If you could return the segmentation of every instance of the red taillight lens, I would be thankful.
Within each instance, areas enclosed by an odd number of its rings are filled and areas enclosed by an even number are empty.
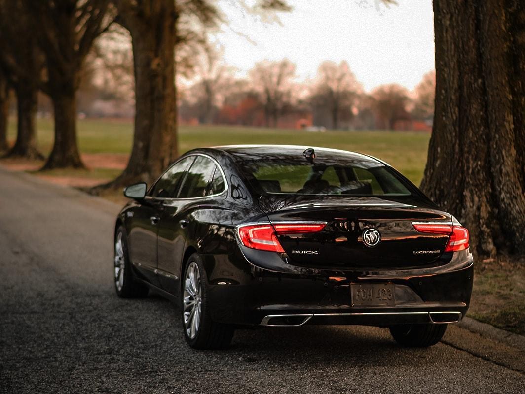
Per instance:
[[[281,223],[250,224],[239,227],[239,237],[243,245],[252,249],[283,253],[276,236],[282,234],[304,234],[321,231],[324,223]]]
[[[412,223],[412,225],[420,233],[446,234],[452,234],[454,227],[452,224],[427,224],[426,223]]]
[[[445,251],[459,251],[468,248],[468,230],[464,227],[452,224],[412,223],[420,233],[431,233],[450,235]]]
[[[458,251],[468,249],[468,230],[461,226],[454,226],[454,232],[445,251]]]

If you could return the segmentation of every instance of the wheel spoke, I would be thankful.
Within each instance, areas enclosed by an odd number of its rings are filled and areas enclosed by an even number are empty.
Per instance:
[[[123,245],[122,233],[119,233],[115,241],[115,286],[119,291],[124,286],[124,269],[125,266]]]
[[[192,290],[193,291],[194,294],[197,292],[197,278],[195,277],[195,271],[196,267],[196,266],[193,266],[190,272],[190,280],[191,282]]]
[[[197,327],[196,324],[196,322],[197,321],[197,319],[196,318],[196,309],[194,308],[192,312],[193,313],[192,313],[192,323],[190,326],[191,332],[190,337],[193,339],[195,337],[195,335],[197,334]]]
[[[186,290],[186,291],[187,292],[187,293],[190,296],[191,296],[193,298],[195,298],[195,292],[192,288],[191,280],[189,278],[186,278],[186,281],[184,283],[184,288]]]

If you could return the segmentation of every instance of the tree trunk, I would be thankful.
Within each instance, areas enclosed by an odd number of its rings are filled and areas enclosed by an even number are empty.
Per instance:
[[[421,187],[480,255],[525,253],[524,6],[434,1],[435,116]]]
[[[0,71],[1,73],[1,71]],[[9,85],[0,73],[0,153],[9,149],[7,121],[9,120]]]
[[[83,168],[77,141],[77,100],[74,89],[51,95],[55,113],[55,142],[43,170]]]
[[[334,130],[337,130],[339,127],[339,105],[338,104],[333,104],[332,108],[332,127]]]
[[[94,192],[151,181],[177,157],[174,2],[148,0],[146,4],[147,12],[129,6],[119,9],[133,47],[135,112],[131,156],[117,179]]]
[[[36,111],[38,91],[30,84],[20,81],[16,87],[17,114],[16,140],[9,151],[9,157],[43,160],[37,148]]]

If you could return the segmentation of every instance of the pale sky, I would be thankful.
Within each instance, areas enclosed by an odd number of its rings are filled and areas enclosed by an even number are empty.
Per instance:
[[[303,82],[323,60],[346,60],[367,91],[391,83],[412,90],[435,67],[432,0],[397,0],[379,10],[375,0],[288,0],[293,10],[280,15],[282,25],[254,20],[235,0],[220,1],[230,25],[214,36],[240,77],[256,62],[287,58]]]

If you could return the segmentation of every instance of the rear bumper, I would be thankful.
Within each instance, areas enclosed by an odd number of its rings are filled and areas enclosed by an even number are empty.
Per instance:
[[[468,309],[473,265],[467,251],[438,267],[364,272],[325,271],[291,266],[277,254],[264,264],[239,249],[234,256],[205,258],[212,318],[251,325],[456,322]],[[275,259],[277,257],[278,259]],[[225,274],[227,273],[227,275]],[[391,283],[396,304],[352,306],[353,283]]]
[[[297,326],[313,324],[363,324],[389,326],[407,323],[435,324],[457,323],[463,316],[458,311],[364,312],[334,313],[314,313],[267,315],[261,321],[264,326]]]

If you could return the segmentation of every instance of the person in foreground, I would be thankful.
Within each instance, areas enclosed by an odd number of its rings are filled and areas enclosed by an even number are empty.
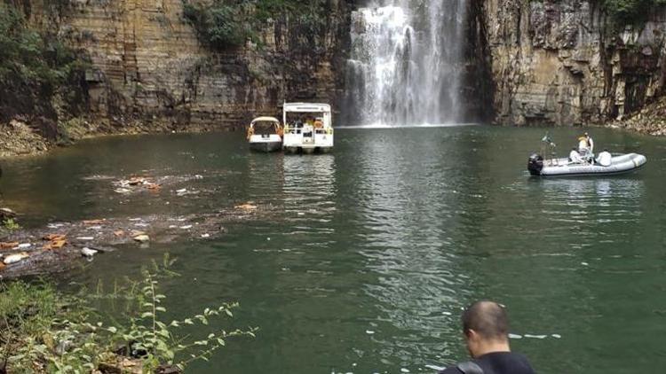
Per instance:
[[[511,352],[506,311],[493,301],[477,301],[463,313],[463,333],[472,360],[440,374],[534,374],[527,359]]]

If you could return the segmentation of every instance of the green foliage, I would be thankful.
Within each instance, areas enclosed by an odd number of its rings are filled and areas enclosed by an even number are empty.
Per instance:
[[[0,3],[0,82],[51,89],[83,66],[55,35],[31,28],[17,8]]]
[[[666,4],[666,0],[601,0],[601,2],[608,14],[622,24],[642,21],[654,6]]]
[[[202,43],[224,51],[247,41],[260,43],[258,35],[270,20],[283,19],[308,37],[321,34],[325,30],[327,5],[326,0],[215,0],[212,4],[183,0],[183,17]]]
[[[163,264],[143,270],[140,281],[116,283],[110,294],[101,286],[96,293],[83,291],[74,297],[44,283],[4,284],[0,361],[8,362],[9,372],[91,372],[101,363],[113,366],[124,357],[139,364],[143,372],[155,372],[160,366],[185,369],[194,361],[208,361],[228,339],[254,336],[256,329],[210,331],[198,338],[178,333],[184,327],[208,325],[212,318],[233,317],[238,304],[223,303],[192,317],[164,320],[166,295],[160,293],[159,284],[176,276],[168,269],[172,262],[165,256]],[[126,319],[91,322],[100,316],[88,305],[109,300],[126,303]],[[118,350],[119,344],[124,348]]]
[[[221,2],[183,4],[183,17],[196,29],[199,39],[217,50],[242,45],[252,36],[241,11]]]

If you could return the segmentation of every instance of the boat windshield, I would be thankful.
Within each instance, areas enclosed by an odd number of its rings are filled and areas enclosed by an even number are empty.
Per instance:
[[[330,105],[328,104],[285,104],[283,115],[282,120],[285,125],[292,129],[299,129],[305,126],[310,126],[313,129],[332,127]]]

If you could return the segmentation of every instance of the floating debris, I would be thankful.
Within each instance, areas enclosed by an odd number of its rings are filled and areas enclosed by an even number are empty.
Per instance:
[[[48,234],[43,238],[49,242],[42,246],[45,250],[60,249],[67,244],[67,236],[64,234]]]
[[[104,222],[107,222],[106,219],[101,219],[101,220],[83,220],[83,223],[84,225],[86,225],[86,226],[90,226],[90,225],[100,225],[100,224],[104,224]]]
[[[139,234],[139,235],[134,236],[132,238],[135,241],[138,241],[139,243],[147,243],[147,242],[150,241],[150,237],[148,237],[146,234]]]
[[[88,248],[87,246],[81,249],[81,254],[83,254],[84,257],[92,257],[97,254],[97,250]]]
[[[3,262],[5,265],[10,265],[10,264],[12,264],[12,263],[16,263],[16,262],[21,261],[24,259],[27,259],[28,257],[30,257],[29,254],[26,253],[25,252],[21,252],[20,253],[10,254],[10,255],[4,257],[4,259],[3,260]]]
[[[241,204],[241,205],[235,206],[234,206],[234,208],[240,209],[240,210],[245,210],[245,211],[253,211],[253,210],[257,210],[257,206],[252,205],[250,203],[245,203],[245,204]]]
[[[12,249],[19,246],[19,242],[0,242],[0,249]]]

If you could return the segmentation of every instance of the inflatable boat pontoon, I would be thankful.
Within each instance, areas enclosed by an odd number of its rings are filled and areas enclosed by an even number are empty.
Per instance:
[[[613,156],[608,166],[572,163],[568,159],[543,160],[541,155],[534,153],[529,156],[527,170],[532,175],[541,176],[612,175],[637,170],[646,162],[647,159],[637,153]]]

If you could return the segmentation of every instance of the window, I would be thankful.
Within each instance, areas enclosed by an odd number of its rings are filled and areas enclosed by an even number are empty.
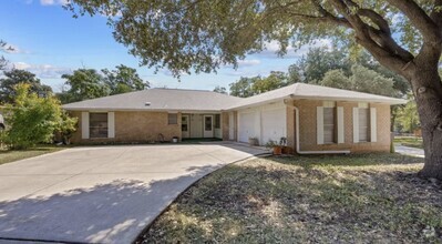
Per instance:
[[[220,129],[220,114],[215,114],[215,129]]]
[[[178,114],[169,113],[167,116],[168,124],[178,124]]]
[[[336,102],[323,101],[323,143],[336,142]]]
[[[187,130],[188,130],[187,120],[188,120],[187,115],[181,116],[181,131],[183,131],[183,132],[187,132]]]
[[[212,116],[204,116],[204,130],[212,131]]]
[[[89,133],[91,139],[107,138],[107,113],[89,113]]]
[[[368,108],[359,108],[359,141],[368,142],[369,140],[369,120],[370,110]]]
[[[323,108],[323,143],[335,143],[335,108]]]

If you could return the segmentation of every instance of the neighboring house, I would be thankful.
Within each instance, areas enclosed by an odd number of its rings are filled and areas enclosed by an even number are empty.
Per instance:
[[[296,83],[251,98],[150,89],[63,105],[76,143],[287,138],[299,153],[390,150],[390,105],[405,100]],[[297,123],[298,121],[298,123]]]

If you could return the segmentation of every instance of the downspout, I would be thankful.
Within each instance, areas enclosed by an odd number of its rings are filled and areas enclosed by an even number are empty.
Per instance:
[[[299,149],[299,109],[295,105],[291,104],[287,104],[286,101],[284,101],[284,103],[289,106],[295,109],[295,123],[296,123],[296,128],[295,128],[295,133],[296,133],[296,153],[298,154],[349,154],[350,150],[332,150],[332,151],[301,151]]]

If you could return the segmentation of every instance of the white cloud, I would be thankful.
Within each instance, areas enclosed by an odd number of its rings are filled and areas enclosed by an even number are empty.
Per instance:
[[[246,60],[238,60],[238,67],[254,67],[259,65],[261,63],[258,59],[246,59]]]
[[[65,6],[69,0],[40,0],[42,6]]]
[[[7,43],[6,45],[1,47],[0,50],[6,53],[28,53],[27,51],[20,49],[14,44]]]
[[[41,79],[59,79],[62,74],[72,73],[72,69],[63,67],[54,67],[51,64],[29,64],[25,62],[14,62],[12,68],[27,70],[34,73]]]
[[[282,57],[286,59],[294,59],[294,58],[300,58],[305,54],[307,54],[308,50],[310,48],[321,48],[321,47],[328,47],[331,48],[331,40],[329,39],[319,39],[317,41],[313,41],[310,44],[305,44],[301,45],[300,48],[296,49],[292,45],[287,47],[287,53]],[[265,50],[258,53],[254,53],[253,55],[261,57],[261,58],[280,58],[278,57],[278,51],[280,50],[280,44],[278,41],[270,41],[267,42],[265,45]]]

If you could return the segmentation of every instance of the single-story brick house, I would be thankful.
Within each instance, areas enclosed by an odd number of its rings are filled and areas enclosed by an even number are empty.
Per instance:
[[[390,150],[390,105],[404,100],[305,83],[236,98],[150,89],[63,105],[79,118],[73,143],[218,138],[287,139],[298,153]]]

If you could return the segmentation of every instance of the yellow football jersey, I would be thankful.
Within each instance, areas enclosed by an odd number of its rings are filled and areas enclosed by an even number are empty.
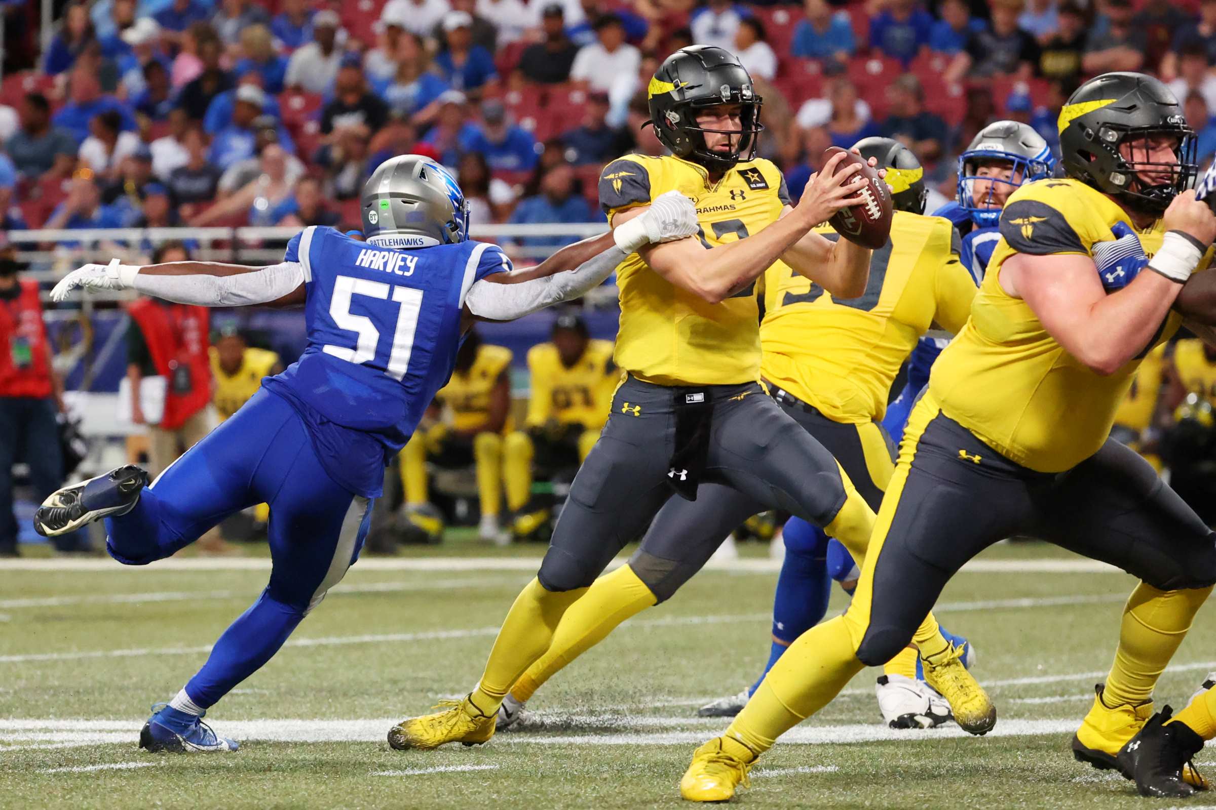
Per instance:
[[[828,225],[818,233],[837,239]],[[876,250],[866,291],[835,300],[784,266],[765,274],[766,380],[835,421],[882,419],[900,366],[931,324],[958,333],[975,282],[958,260],[950,220],[895,211],[891,238]]]
[[[1187,393],[1198,393],[1216,404],[1216,363],[1204,355],[1201,340],[1180,340],[1173,347],[1173,369]]]
[[[439,390],[435,400],[451,413],[450,421],[455,430],[472,430],[485,421],[490,414],[490,393],[508,366],[510,349],[483,344],[467,372],[452,372],[452,378]]]
[[[582,357],[567,368],[553,344],[533,346],[528,351],[531,375],[528,426],[539,427],[556,419],[563,425],[578,424],[589,430],[603,427],[620,380],[612,355],[612,341],[591,340]]]
[[[1153,421],[1156,400],[1161,393],[1161,380],[1165,373],[1165,344],[1150,351],[1127,390],[1127,396],[1115,410],[1115,424],[1142,432]]]
[[[675,157],[626,155],[599,176],[608,221],[669,191],[692,198],[706,247],[744,239],[771,225],[788,204],[786,181],[771,162],[745,160],[716,183],[702,166]],[[792,272],[782,262],[773,265]],[[709,304],[668,283],[638,254],[617,267],[620,330],[617,366],[659,385],[728,385],[760,375],[760,307],[755,284]]]
[[[1110,432],[1142,357],[1102,376],[1064,351],[1025,301],[1000,284],[1015,253],[1093,255],[1131,226],[1108,197],[1076,180],[1041,180],[1015,191],[1001,214],[1001,240],[972,304],[972,317],[933,367],[929,387],[941,410],[1007,458],[1041,472],[1060,472],[1092,455]],[[1152,256],[1161,222],[1138,232]],[[1211,251],[1200,268],[1211,260]],[[1182,318],[1166,316],[1152,345],[1167,340]],[[1147,351],[1144,353],[1148,353]]]
[[[212,402],[220,414],[220,421],[227,419],[249,401],[261,387],[261,378],[278,364],[278,355],[265,349],[246,349],[241,357],[241,367],[235,374],[225,374],[220,368],[219,352],[210,349],[212,376],[215,378],[215,393]]]

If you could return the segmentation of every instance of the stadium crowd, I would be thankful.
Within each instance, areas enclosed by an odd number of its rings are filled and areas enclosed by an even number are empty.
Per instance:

TASK OBJECTIVE – Copy the records word for word, from the line containing "crowd, I would be thankful." through the last line of the records, both included.

RESULT –
If you could return the segmentation of every instance of the stadium crowd, I would be thankful.
Within each instance, areas enclosed by an odd number of its rings are filled and areas enclosed by an even number are empty.
Per instance:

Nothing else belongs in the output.